Ah, la France des villages. Que ne continue-t-elle d'alimenter les fantasmes, au choix nostalgiques ou rétrogrades. Qui ne fondrait pas devant ces visions bisounourso-pétainistes de bons Français vivant en complète quiétude avec leurs voisins de palier, tous égaux devant la ration de fromage et le port des bretelles, tous aussi blancs que la mie de leur pain. Qui pourrait résister à l'esprit bon enfant permanent de ces patelins où l'on parade en fanfare dans la rue dès que quelqu'un tire la chasse, et où la criminalité s'est faite oublier au point de transformer ses gendarmes en gardiens de l'embonpoint ?


Car oui, un braconnier, dans les années 50, ce n'est un criminel qu'aux yeux de la loi, pas à ceux du peuple. Un braconnier, dans les années 50, c'est sympa. Surtout si on met de côté le fait qu'il passe ses journées à charcuter la faune - c'est facile, il suffit de ne pas filmer les mises à mort. Un braconnier dans les années 50, c'est Louis de Funès. Dans le film, il s'appelle Blaireau. Un nom on ne peut plus adéquat pour un braconnier. Et quand il n'est pas en train d'emmerder tous les bestiaux du coin, Blaireau prend un malin plaisir à troller le garde forestier local, dénommé Obél... euh, Parju.


Les deux zigotos se tirent la bourre façon Bip-Bip et Coyote, et comme chez les Looney Tunes, le score final de la foire d'empoigne est méchamment unilatéral. Yves Robert tape justement dans un style très cartoon d'après-guerre, de la mise en scène démonstrative aux effets appuyés par la musique. Quitte à arbitrer un duel gentillet certes, mais un peu répétitif et benêt sur les bords. Voire mollasson.

### Données fournies

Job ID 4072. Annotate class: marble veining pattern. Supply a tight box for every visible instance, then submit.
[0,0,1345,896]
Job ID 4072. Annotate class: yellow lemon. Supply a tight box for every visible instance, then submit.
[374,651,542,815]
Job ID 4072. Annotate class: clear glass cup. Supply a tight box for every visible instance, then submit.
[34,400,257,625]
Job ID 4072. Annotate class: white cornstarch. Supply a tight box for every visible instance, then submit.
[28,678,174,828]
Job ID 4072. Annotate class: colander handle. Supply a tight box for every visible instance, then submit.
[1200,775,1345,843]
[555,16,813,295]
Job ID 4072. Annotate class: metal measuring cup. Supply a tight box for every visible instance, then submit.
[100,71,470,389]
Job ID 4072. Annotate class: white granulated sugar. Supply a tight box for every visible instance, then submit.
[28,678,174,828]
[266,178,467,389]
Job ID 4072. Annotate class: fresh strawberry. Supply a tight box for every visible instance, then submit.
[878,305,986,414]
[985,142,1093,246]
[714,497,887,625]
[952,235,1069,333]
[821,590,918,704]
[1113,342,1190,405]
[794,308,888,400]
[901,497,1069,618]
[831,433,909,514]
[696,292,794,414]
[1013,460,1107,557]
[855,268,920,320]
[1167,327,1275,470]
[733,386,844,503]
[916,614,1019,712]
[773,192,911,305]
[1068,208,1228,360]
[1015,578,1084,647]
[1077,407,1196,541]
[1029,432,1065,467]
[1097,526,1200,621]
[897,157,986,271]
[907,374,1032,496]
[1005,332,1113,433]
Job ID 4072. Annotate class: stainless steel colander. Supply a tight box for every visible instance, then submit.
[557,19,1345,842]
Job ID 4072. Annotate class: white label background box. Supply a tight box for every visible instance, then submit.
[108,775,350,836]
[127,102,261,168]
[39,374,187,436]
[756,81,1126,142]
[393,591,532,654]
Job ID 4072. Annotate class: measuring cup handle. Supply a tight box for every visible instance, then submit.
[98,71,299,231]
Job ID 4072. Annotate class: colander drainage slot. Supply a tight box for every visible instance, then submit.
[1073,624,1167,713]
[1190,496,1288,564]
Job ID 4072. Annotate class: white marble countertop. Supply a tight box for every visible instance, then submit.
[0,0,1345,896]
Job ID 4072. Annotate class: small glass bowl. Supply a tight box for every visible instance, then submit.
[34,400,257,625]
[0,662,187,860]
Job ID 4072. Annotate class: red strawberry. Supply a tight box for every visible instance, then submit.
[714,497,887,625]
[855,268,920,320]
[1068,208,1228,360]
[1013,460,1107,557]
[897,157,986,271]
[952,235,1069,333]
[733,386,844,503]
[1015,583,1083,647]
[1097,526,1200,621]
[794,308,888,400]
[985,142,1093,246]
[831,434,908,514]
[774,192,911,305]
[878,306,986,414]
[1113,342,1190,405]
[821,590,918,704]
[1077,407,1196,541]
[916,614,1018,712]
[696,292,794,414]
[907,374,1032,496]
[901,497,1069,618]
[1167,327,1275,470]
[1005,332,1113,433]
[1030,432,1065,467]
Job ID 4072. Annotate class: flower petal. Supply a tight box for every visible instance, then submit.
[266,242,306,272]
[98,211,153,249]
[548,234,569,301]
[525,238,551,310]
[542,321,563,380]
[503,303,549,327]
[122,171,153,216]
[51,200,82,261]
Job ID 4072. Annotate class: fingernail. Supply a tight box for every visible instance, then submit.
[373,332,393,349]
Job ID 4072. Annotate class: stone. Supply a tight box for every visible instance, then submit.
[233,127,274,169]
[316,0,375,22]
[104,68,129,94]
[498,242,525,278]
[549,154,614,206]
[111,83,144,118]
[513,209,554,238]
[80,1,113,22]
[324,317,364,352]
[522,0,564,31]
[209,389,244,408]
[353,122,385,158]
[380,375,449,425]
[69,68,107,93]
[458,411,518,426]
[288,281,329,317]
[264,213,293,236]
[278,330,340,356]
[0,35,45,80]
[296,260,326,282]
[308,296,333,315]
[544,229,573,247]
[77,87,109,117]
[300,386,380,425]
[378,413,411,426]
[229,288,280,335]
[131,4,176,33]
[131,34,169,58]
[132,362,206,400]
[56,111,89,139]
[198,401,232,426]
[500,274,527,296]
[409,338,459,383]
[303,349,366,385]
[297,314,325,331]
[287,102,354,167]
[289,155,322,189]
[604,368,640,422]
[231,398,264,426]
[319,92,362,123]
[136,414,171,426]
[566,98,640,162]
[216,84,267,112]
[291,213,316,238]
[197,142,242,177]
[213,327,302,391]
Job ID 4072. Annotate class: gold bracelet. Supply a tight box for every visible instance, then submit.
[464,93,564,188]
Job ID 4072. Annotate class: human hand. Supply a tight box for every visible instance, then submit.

### Exercices à réaliser
1. Selon la critique, quel nom porte le personnage joué par Louis de Funès dans le film ?
2. Relevez tous les adjectifs que la critique applique au duel dans ses deux dernières phrases.
3. Transcrivez fidèlement le passage de la critique allant de « Les deux zigotos » à « bords. Voire mollasson. ».
Les lignes ci-dessus forment un matériau indépendant de la critique.

### Réponses aux exercices
1. Blaireau.

2. gentillet, répétitif, benêt, mollasson

3.
Les deux zigotos se tirent la bourre façon Bip-Bip et Coyote, et comme chez les Looney Tunes, le score final de la foire d'empoigne est méchamment unilatéral. Yves Robert tape justement dans un style très cartoon d'après-guerre, de la mise en scène démonstrative aux effets appuyés par la musique. Quitte à arbitrer un duel gentillet certes, mais un peu répétitif et benêt sur les bords. Voire mollasson.